• _PASSAGE_
It is a rarity for young people to have benefits and to be unionized.

  • Non-unionized folks on university campuses are in extremely precarious positions as they can be fired at any moment.
  • Young people are starting to see that forming a union can be a career limiting move. Most workplaces are opposed to having unionized staff and to the unionization process. Employers are opting for cheaper options, and lower wages are a part of that.
  • Attendees felt that many employers think that the current regulations are fine and do not need to changed or be addressed. 
  • Attendees were concerned that, for employers who don’t follow the law, the current employment standards are not enforceable with the structures we have. 
  • A unionized work environment would address a number of issues regarding unsafe workplaces and unfair employers. The province needs to promote labour laws that encourage unionization. 
  • People are being hired on contracts for jobs that can and should be full time. Even labour unions are hiring contract employees. This adds to the normalization of precarious work.

• _MATERIAL SUPPLIED_

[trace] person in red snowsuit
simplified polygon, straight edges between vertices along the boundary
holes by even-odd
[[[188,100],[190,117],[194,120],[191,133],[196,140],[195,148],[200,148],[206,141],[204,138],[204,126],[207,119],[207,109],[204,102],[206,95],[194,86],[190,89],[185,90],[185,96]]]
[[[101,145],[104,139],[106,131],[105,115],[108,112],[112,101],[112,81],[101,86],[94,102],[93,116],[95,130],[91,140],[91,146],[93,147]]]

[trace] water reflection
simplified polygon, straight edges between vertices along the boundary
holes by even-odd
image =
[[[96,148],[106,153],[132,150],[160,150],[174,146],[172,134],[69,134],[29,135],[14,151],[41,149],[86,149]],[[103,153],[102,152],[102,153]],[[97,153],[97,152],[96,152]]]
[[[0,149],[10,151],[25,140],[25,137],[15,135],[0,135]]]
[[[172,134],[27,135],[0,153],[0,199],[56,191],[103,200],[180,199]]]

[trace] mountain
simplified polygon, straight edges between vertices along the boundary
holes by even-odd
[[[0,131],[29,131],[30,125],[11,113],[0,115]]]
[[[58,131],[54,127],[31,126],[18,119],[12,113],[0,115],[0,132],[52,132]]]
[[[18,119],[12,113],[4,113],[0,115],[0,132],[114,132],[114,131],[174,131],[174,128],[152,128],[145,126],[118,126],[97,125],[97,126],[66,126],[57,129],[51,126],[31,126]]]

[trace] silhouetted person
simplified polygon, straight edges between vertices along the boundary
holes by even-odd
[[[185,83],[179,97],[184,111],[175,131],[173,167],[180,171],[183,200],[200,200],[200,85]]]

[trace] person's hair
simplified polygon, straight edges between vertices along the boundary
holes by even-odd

• _TASK SET_
(a) Which bullet points in the passage on young workers and unionization use the word "employers"? Identify each by its opening words.
(b) Extend the notes on young workers, precarious jobs and unionization with a few more bullet points after the last one shown.
The items were taken from a separate source and are unrelated to the passage.

• _ANSWERS FOR THIS EXERCISE_
(a)
- "Young people are starting to see that forming a union can be a career limiting move."
- "Attendees felt that many employers think that the current regulations are fine"
- "Attendees were concerned that, for employers who don't follow the law"
- "A unionized work environment would address a number of issues"

(b)
  • People bring useful skills to positions that could be useful to organizations outside of short-term roles. An example that was shared suggested unions hiring organizers to run a short campaign could be hired full-time and bring their talents to other roles in the union.

Proposed solutions:

  • Need more unions engaged and working with precarious fields of employment (retail, minimum wage workplaces) to organize a new generation of labour activists.
  • Unions need to prioritize engaging young people, recognizing the opportunity of having them involved and engaged within their unions.